## ACTIVITY
For the string "firefighter", state the number of lines in the data that contain it, and nothing else.

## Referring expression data
▬▬▬

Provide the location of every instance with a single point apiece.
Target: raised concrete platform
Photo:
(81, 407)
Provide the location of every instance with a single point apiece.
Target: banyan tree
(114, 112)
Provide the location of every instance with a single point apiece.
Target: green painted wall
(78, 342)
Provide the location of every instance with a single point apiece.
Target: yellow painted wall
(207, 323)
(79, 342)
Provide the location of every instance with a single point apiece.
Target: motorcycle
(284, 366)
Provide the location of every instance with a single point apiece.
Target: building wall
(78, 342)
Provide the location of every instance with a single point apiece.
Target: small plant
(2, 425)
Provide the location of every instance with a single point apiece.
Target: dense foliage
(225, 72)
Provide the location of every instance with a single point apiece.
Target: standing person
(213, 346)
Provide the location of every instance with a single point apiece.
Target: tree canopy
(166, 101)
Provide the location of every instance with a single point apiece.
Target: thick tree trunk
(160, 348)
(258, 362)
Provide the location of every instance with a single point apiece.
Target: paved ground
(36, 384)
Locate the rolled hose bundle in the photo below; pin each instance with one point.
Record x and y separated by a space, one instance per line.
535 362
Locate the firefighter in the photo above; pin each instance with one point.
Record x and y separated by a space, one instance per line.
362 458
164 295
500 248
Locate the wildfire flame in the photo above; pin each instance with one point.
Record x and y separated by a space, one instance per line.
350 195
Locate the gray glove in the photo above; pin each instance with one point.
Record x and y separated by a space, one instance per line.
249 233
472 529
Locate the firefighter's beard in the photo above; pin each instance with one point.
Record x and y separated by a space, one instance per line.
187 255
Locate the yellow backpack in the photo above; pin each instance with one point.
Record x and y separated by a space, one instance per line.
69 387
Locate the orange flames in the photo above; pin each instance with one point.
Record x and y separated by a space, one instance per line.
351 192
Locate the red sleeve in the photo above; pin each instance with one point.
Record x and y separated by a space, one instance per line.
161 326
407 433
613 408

▬▬▬

## PROBLEM SOLUTION
2